## Goal of the exercise
How many lines in the data below contain the string "grass"? Answer with the number only.

## Records provided
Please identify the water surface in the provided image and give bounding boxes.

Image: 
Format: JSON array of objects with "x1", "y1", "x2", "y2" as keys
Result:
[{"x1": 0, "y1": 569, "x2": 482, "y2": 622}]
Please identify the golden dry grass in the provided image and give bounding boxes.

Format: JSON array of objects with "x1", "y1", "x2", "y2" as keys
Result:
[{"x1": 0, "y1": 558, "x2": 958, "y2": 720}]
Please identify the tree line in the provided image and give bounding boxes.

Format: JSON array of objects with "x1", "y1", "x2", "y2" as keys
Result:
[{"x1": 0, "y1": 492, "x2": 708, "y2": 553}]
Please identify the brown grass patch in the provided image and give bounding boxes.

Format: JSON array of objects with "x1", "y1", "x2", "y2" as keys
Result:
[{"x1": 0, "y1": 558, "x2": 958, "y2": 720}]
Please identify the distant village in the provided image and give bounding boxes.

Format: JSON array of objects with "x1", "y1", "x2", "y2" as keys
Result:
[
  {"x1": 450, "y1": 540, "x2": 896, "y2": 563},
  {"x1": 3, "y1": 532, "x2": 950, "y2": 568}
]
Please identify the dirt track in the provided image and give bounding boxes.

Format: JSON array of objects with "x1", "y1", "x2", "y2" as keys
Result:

## Answer section
2